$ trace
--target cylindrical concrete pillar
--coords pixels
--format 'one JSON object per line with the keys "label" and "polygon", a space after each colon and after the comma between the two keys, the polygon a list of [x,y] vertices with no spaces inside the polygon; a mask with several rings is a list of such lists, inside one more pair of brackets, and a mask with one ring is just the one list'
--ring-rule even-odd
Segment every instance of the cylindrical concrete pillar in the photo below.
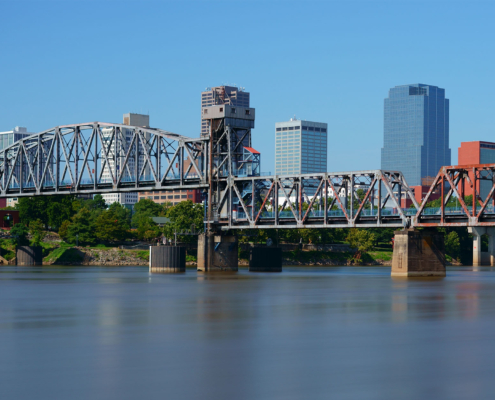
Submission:
{"label": "cylindrical concrete pillar", "polygon": [[186,248],[150,246],[150,272],[186,272]]}
{"label": "cylindrical concrete pillar", "polygon": [[250,272],[282,272],[280,247],[253,247],[249,251]]}
{"label": "cylindrical concrete pillar", "polygon": [[17,247],[17,265],[43,265],[43,248],[41,246]]}

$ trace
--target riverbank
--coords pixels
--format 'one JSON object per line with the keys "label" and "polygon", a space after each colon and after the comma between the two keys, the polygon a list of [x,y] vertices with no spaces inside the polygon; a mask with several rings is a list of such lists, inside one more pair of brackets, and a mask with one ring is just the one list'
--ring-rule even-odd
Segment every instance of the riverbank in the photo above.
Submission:
{"label": "riverbank", "polygon": [[[239,265],[249,264],[249,252],[241,251]],[[392,252],[371,252],[356,260],[355,253],[294,250],[283,253],[283,265],[391,265]],[[98,247],[57,247],[44,257],[43,265],[148,265],[148,250]],[[196,257],[187,256],[187,265],[196,265]]]}

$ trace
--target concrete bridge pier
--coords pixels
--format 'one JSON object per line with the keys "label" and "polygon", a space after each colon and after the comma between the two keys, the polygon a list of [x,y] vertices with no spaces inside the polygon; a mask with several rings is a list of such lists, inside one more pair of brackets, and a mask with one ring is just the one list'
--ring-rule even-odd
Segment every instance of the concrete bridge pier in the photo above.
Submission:
{"label": "concrete bridge pier", "polygon": [[237,236],[203,233],[198,237],[198,271],[237,272],[239,266]]}
{"label": "concrete bridge pier", "polygon": [[395,232],[392,276],[445,276],[444,235],[427,230]]}
{"label": "concrete bridge pier", "polygon": [[[495,266],[495,228],[469,227],[473,235],[473,266]],[[488,254],[481,252],[481,236],[488,235]]]}

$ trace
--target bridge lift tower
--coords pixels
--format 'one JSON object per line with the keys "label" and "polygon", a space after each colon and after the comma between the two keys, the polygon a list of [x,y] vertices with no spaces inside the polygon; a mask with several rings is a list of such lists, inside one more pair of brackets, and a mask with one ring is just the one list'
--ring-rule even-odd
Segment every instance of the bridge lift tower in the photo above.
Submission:
{"label": "bridge lift tower", "polygon": [[[234,198],[242,198],[233,179],[239,176],[259,175],[259,157],[251,150],[251,129],[254,128],[255,109],[233,105],[215,105],[203,108],[203,119],[208,121],[210,140],[205,155],[208,175],[205,232],[199,237],[198,270],[237,271],[238,241],[226,235],[220,225],[220,216],[227,215],[229,225],[233,215]],[[234,193],[234,191],[236,193]],[[250,191],[252,207],[255,201]]]}

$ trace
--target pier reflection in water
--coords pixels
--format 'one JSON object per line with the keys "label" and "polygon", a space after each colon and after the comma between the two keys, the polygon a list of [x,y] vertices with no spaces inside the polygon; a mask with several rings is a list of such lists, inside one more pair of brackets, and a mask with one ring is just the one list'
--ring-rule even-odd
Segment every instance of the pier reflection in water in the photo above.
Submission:
{"label": "pier reflection in water", "polygon": [[1,399],[481,399],[495,270],[0,269]]}

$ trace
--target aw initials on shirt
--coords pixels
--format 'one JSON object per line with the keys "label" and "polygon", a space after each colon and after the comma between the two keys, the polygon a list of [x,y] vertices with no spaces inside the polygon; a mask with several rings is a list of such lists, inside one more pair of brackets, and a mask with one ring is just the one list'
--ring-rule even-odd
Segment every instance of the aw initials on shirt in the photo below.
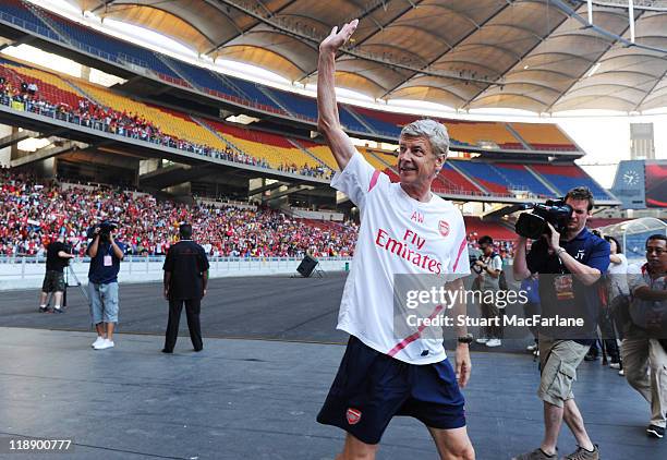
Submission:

*****

# [Aufgabenstellung]
Suche in den obigen Daten jede Zeile, die das Wort „pier“ enthält, und schreibe diese Zeilen vollständig ab. Dabei zählt die Groß- und Kleinschreibung.

# [Ergebnis der Übung]
--target concrete bridge pier
Segment every instance of the concrete bridge pier in the photo above.
{"label": "concrete bridge pier", "polygon": [[237,236],[203,233],[198,237],[198,271],[237,272],[239,266]]}
{"label": "concrete bridge pier", "polygon": [[395,232],[392,276],[445,276],[444,235],[427,230]]}
{"label": "concrete bridge pier", "polygon": [[[495,266],[495,228],[469,227],[473,235],[473,266]],[[488,254],[481,252],[481,236],[488,235]]]}
--target pier reflection in water
Segment every instance of the pier reflection in water in the photo above.
{"label": "pier reflection in water", "polygon": [[1,399],[481,399],[495,270],[0,269]]}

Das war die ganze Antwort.